I have had many opportunities, as other members of the Government have had, of acquainting myself with what is being thought by those who live in the south of Ireland, who are loyal to the British connection and who desire, equally with ourselves, that tolerable conditions should be restored in Ireland. I have heard very few who share the views which have been expressed by the noble Marquess in this House to-night. Let me make this abundantly plain. I have, I think, indicated it before, but it is a matter so fundamental to the argument that I would desire to state it beyond the possibility of any misunderstanding or of any misrepresentation. I do not believe that there is one member of this Cabinet who would retain his place and his responsibility as a Minister for one moment, if he were not satisfied that every coercive step was being taken, and would be taken, as necessity justified it, with the object of putting down these murders and assassinations and, so far as possible, bringing to justice those who are guilty of them. We are all agreed, and your Lordships may take it that we are all agreed, in the assertion of that policy. There has been, of course, profound and growing disappointment at our failure to carry out the expectations which, from time to time, have been expressed by those who are responsible, and the noble Marquess who, in these matters—entirely unlike himself in his private capacity—is not always too generous an opponent, has openly taunted members of the Government who sit on the Front Bench to-night. He has recalled, almost with an appearance of rhetorical satisfaction, the expectations which were genuinely entertained and which were expressed in debate by my noble friend the Leader of the House a year or two years ago.

EARL CURZON OF KEDLESTON

Three years ago.

THE LORD CHANCELLOR

The Leader of the House was too sanguine. Many of us, whether we have discharged Ministerial responsibility or whether we have only had to discharge the somewhat simpler duty of offering intermittent criticism of those who, in these terrible years, have discharged this responsibility—many of us, both those who have belonged to Governments and those who have attacked Governments, have been too sanguine. All his colleagues, including myself, shared his error. That we should be taunted as though we had shown incapacity or incompetence because we could not foresee the whole extent. of this development, is really a course which the noble Marquess, I think, ought not to pursue.

> [Supplied information]
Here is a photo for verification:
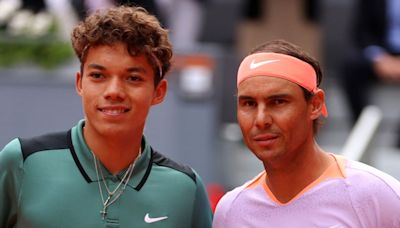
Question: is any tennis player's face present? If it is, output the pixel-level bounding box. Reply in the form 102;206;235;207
76;43;167;137
237;76;314;165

> [Exercise requirements]
• a. Rewrite the House of Lords debate text starting with "The Leader of the House was" and going on through "not to pursue.", putting "hopeful" in place of "sanguine" each time it occurs.
• b. Carry the House of Lords debate on Ireland forward from its final sentence.

> [Answers for this exercise]
• a.
The Leader of the House was too hopeful. Many of us, whether we have discharged Ministerial responsibility or whether we have only had to discharge the somewhat simpler duty of offering intermittent criticism of those who, in these terrible years, have discharged this responsibility—many of us, both those who have belonged to Governments and those who have attacked Governments, have been too hopeful. All his colleagues, including myself, shared his error. That we should be taunted as though we had shown incapacity or incompetence because we could not foresee the whole extent. of this development, is really a course which the noble Marquess, I think, ought not to pursue.

• b.
The noble Marquess asked a further question with an extreme exhibition of rhetoric. Pointing to the Government Front Bench, he said, "I should like to know what are the feelings of those who sit there—I do not speak of the Prime Minister, but those who sit there—those who are and have been our leaders, when they realise the state to which they have brought Ireland and the condition in which they find themselves to-day?" The noble Marquess obviously asked that question meaning something which the noble Duke said much more crudely. The noble Duke said that members of the Government must feel themselves involved to-day in shame and dishonour. Such words come with little grace from his lips. Those who are the members of the Government to-day, so far as I know them—I am speaking now of the period before the Armistice—faced as they have been by problems the intensity and the extent and the danger of which are well-known to all the House, have laboured incessantly to deal as best they could with the Irish situation. That they have made mistakes, I am not concerned to deny.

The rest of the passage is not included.